- [DOCUMENT EXCERPT]:

Obesity Increases MS Risk, According to Kaiser Permanente

obesity ms

Teenage girls who are classified as very obese – defined as having a body mass index in excess of 35 – may also have a heightened risk of developing multiple sclerosis, or MS, according to a new study by Kaiser Permanente Southern California Department of Research and Evaluation. In fact, the girls involved in the study were four times more at risk for MS over the course of the study period than girls with a normal BMI. Interestingly, the association between BMI and MS was only detected in girls, not in boys.

It should be remembered that MS is not the only risk of childhood obesity. Children that are severely overweight during childhood have a much higher risk for high blood pressure, high cholesterol, prediabetes and sleep apnea. Of course, there is also the unfortunate possibility of stigmatization and low self-esteem.

Obesity Increases MS Risk in Girls, but Not Boys?

In order to conduct their study, researchers examined the health data of 75 young people ranging in age from 2 to 18. All of the teens and children had been diagnosed with MS, and all of their BMIs had been measured prior to the diagnosis. Next, the researchers compared that data with data from over 913,000 other young people who had not been diagnosed with MS. They determined that higher pre-diagnosis BMIs were more common in females from the group diagnosed with MS than in females from the group not diagnosed with MS.

The findings indicate that the prevalence of MS is likely to increase so long as the prevalence of obesity in children increases as well, according to Dr. Annette Langer-Gould, one of the lead researchers behind the study.

However, it should be noted that the MS/obesity study only found a link of association, not necessarily one of causation. It could be possible that children in the early stages of multiple sclerosis – before a diagnosis is even made – have trouble exercising due to the onset of MS. At the same time, the study findings disagree with this notion because the link was detected only in girls, and not in boys.

- [EXERCISE]:
Can you rewrite the article on obesity and MS risk from "Teenage girls who" up to and including "but Not Boys?", changing "stigmatization" to "bullying"?

- [LISTED RECORDS]:

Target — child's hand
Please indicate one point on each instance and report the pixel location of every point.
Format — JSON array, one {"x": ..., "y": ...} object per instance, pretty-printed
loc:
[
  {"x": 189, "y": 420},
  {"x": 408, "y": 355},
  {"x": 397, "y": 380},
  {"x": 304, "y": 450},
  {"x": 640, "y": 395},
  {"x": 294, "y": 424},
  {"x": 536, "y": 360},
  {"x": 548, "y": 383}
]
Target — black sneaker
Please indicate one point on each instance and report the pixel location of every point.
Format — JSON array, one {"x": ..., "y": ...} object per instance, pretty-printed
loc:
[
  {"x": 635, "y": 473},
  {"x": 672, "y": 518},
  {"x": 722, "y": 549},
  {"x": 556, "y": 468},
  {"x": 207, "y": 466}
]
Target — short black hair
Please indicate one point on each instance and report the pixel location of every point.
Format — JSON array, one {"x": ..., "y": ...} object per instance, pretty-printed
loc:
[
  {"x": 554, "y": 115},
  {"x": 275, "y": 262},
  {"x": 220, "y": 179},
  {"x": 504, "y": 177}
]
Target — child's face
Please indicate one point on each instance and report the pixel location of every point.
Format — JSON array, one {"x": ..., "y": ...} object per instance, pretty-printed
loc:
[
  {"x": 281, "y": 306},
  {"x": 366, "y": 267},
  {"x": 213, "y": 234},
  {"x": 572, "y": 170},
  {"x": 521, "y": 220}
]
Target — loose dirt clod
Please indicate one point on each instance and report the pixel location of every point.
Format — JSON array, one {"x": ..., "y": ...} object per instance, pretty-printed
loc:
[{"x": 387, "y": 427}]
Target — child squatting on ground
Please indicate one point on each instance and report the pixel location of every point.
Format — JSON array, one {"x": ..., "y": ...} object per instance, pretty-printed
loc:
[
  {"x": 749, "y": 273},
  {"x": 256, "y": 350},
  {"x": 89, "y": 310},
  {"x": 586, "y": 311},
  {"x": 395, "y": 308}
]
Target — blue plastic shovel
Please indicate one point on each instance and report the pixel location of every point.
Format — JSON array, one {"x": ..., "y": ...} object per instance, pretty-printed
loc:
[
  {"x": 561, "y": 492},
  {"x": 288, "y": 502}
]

- [ANSWER FOR THE TASK]:
Teenage girls who are classified as very obese – defined as having a body mass index in excess of 35 – may also have a heightened risk of developing multiple sclerosis, or MS, according to a new study by Kaiser Permanente Southern California Department of Research and Evaluation. In fact, the girls involved in the study were four times more at risk for MS over the course of the study period than girls with a normal BMI. Interestingly, the association between BMI and MS was only detected in girls, not in boys.

It should be remembered that MS is not the only risk of childhood obesity. Children that are severely overweight during childhood have a much higher risk for high blood pressure, high cholesterol, prediabetes and sleep apnea. Of course, there is also the unfortunate possibility of bullying and low self-esteem.

Obesity Increases MS Risk in Girls, but Not Boys?